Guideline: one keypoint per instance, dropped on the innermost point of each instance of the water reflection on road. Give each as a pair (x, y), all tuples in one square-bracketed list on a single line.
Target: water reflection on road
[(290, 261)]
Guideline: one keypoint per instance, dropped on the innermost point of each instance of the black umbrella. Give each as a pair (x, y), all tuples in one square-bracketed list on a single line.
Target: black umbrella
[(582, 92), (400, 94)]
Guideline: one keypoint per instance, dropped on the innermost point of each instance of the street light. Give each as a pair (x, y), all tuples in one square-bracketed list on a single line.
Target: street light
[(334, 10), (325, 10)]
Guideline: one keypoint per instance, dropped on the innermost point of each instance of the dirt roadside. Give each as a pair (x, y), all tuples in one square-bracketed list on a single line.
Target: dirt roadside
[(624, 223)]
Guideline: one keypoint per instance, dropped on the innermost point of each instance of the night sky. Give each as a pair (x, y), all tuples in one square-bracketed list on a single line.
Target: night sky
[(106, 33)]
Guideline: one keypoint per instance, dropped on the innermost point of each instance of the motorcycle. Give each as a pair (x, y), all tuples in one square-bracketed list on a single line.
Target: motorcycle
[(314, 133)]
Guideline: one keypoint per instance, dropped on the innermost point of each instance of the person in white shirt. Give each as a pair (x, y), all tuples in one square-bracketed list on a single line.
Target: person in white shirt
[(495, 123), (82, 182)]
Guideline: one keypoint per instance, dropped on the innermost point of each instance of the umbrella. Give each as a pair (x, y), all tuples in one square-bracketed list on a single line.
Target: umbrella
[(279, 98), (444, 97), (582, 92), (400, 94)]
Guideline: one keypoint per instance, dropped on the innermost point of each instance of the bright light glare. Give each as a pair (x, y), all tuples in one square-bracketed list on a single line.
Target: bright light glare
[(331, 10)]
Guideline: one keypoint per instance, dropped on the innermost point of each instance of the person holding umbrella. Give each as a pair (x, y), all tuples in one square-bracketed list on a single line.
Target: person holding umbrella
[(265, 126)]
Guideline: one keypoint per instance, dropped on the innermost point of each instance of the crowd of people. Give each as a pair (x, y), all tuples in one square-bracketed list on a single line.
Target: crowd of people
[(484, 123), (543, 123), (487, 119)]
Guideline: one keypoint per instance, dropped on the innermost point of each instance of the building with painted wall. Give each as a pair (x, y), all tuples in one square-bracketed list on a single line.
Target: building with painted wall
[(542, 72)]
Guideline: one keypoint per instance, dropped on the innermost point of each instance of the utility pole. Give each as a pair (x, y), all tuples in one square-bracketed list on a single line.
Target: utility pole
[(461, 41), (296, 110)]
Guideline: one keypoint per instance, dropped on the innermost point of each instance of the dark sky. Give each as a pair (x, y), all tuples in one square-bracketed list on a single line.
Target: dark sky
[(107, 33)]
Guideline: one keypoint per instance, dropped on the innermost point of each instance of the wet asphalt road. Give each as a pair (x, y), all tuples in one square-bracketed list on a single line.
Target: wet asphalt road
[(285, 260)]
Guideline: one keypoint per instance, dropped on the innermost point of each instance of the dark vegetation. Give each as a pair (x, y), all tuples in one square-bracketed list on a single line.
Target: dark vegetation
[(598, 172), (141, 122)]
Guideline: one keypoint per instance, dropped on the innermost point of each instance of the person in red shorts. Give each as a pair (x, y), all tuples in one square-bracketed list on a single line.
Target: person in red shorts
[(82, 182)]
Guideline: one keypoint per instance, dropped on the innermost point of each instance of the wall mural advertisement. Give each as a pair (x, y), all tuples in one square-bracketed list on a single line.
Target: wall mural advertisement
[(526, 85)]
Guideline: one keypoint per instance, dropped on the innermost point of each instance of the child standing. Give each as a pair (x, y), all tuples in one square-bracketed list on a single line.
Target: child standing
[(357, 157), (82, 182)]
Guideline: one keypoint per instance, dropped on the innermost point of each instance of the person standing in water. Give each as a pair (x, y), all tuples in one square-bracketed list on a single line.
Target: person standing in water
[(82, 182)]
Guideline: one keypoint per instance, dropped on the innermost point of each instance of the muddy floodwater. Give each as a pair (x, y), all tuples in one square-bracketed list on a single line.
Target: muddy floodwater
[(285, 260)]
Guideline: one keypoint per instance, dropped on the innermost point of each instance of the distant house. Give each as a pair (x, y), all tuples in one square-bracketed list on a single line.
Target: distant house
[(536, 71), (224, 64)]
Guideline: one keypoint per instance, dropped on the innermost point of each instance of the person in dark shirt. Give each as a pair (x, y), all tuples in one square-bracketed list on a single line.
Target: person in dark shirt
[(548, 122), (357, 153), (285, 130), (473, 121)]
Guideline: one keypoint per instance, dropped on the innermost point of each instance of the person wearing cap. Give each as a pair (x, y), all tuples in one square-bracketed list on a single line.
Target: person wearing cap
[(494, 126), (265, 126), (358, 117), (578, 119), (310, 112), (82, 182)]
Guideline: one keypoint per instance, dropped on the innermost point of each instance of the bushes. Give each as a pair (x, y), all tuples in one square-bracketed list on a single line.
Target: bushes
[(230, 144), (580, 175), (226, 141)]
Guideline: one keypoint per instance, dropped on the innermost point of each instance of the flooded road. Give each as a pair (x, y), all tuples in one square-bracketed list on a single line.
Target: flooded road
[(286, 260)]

WHAT YOU WILL DO | Retype all of the records above word for word, leaving every character unchanged.

RESULT |
Guideline: one keypoint per instance, dropped on the innermost point of each instance of the water reflection on road. Give each as a pair (x, y), all tuples in one square-bracketed list on a single line.
Target: water reflection on road
[(290, 261)]
Guideline: one keypoint per instance, dropped on the innermost point of each instance of the black umbrella. Give each as a pair (x, y), all tuples in one square-bracketed list on a single line.
Target: black umbrella
[(582, 92), (400, 94)]
Guideline: one keypoint per instance, dropped on the innermost point of each instance of the street light. Give each as a pair (x, y), all tuples in one square-bracketed list on a single line.
Target: street light
[(334, 10), (325, 10)]
Guideline: one keypoint per instance, dropped on the innermost point of each instance of the dirt roadside. Give each as a pair (x, y), all tuples in one square-bracketed list on a single line.
Target: dirt roadside
[(624, 223)]
Guideline: one keypoint per instance, dropped on the innermost point of each instance of the night sky. Give each as a pair (x, y), all tuples in one square-bracketed list on a single line.
Target: night sky
[(106, 33)]
Guideline: one keypoint per instance, dropped on the innermost point of each instance of the motorcycle. Give each as a pair (x, y), all tuples in one square-bracketed list on a single line.
Target: motorcycle
[(314, 133)]
Guideline: one keypoint per instance, dropped on the innermost point of each instance of the person in white shirt. Give each as a pair (x, y), all tuples in one square-bracketed list on a single line.
Target: person in white shirt
[(495, 123), (82, 182)]
Guideline: one keypoint per instance, dropped on the innermost point of each instance of the umbrella. Give each as a pair (x, y), all tuples in one square-bracketed list on a single line.
Target: umbrella
[(279, 98), (444, 97), (582, 92), (400, 94)]
Guideline: one keypoint per instance, dropped on the innermost point of each instance of the bright light glare. Give each as a pair (x, y), all tuples in one square-bracketed list on a single line.
Target: bright light glare
[(331, 10)]
Guideline: one keypoint per instance, dropped on the innermost point of each instance of the person holding umbrella. Give each as a pair (x, y), all tuples in one square-bracketed list on a single line.
Target: person holding umbrella
[(265, 126)]
Guideline: one keypoint per instance, dropped on the innermost point of each instance of the crowd of people. Give each as a pair (x, y), all tuples in one square-bracketed list on a single line.
Target: crowd of people
[(484, 123), (543, 123), (487, 119)]
Guideline: one keypoint per instance, dropped on the innermost point of each instance of the building with painted wall. Give each as a pair (x, y), all tuples in one square-bracketed list on a single line.
Target: building with painted wall
[(542, 72)]
Guideline: one keypoint per instance, dropped on the innermost point of each instance of the utility pole. Give each as a pair (x, y), all tuples in one square-bracketed list on a single line.
Target: utility pole
[(461, 41), (296, 110)]
Guideline: one keypoint per instance, dropped on the innermost point of each instance of the dark sky. Give each as a pair (x, y), all tuples in one square-bracketed list on a single line.
Target: dark sky
[(107, 33)]
Guideline: one keypoint per instance, dropped on the innermost point of each instance of the wet asphalt road. Give each as a pair (x, y), all tuples in one square-bracketed list on a single line.
Target: wet asphalt road
[(285, 260)]
Guideline: one keypoint per instance, dropped on the innermost point of each instance of the dark vegetation. Give each as a pair (x, y), all tuples in one square-bracketed list on a single line.
Target: dark vegetation
[(598, 172), (141, 122)]
Guideline: one keypoint per instance, dropped on the innermost point of each instance of the person in red shorts. Give each as a pair (x, y), all tuples in one square-bracketed list on a single line.
Target: person in red shorts
[(82, 182)]
Guideline: one keypoint per instance, dropped on the innermost point of each instance of the wall mural advertisement. Give each as a pair (x, y), all tuples in one square-bracketed list on a single line.
Target: wall mural advertisement
[(526, 85)]
Guideline: one keypoint per instance, dropped on the innermost point of each instance of the child standing. Give each as a pair (x, y), all tuples in one square-bracketed list on a single line.
Target: child standing
[(357, 157), (82, 182)]
Guideline: one keypoint per instance, dropped on the innermost point of each instance of the person standing in water. Give each as a pair (x, y), all tuples in one square-bracketed list on a single line.
Target: person standing in water
[(82, 182)]
Guideline: one keypoint per instance, dropped on the innermost point of each instance of the muddy floodwater. Give each as a pair (x, y), all tuples in one square-bracketed list on a single line.
Target: muddy floodwater
[(285, 260)]
Guideline: one keypoint per instance, dropped on the innermost point of each instance of the distant house. Give each as a pair (x, y), all tuples in one square-bracketed list on a single line.
Target: distant house
[(536, 71), (224, 64)]
Guideline: one keypoint per instance, dropped on the innermost point of each instance of the person in dark shirt. Give each as a pair (x, y), all tuples in one square-bracketed list on a single line.
Target: person in dark shirt
[(548, 122), (357, 153), (285, 130), (473, 121)]
Guideline: one keypoint per instance, dropped on the innermost point of each instance of the person wearing cap. Give each as a pair (x, y), all tuples in one square-bracketed list on a single line.
Target: person wearing cap
[(494, 126), (265, 126), (358, 117), (578, 119), (310, 112), (82, 182)]
Guideline: one keypoint per instance, dropped on the innermost point of each instance of the bushes. Give each as a pair (x, y), all tuples in one square-bracketed list on a single line.
Target: bushes
[(230, 144), (580, 175), (226, 141)]
Guideline: one keypoint per instance, dropped on the innermost point of each instance of the flooded road. Give each as a pair (x, y), all tuples in one square-bracketed list on a single line.
Target: flooded road
[(286, 260)]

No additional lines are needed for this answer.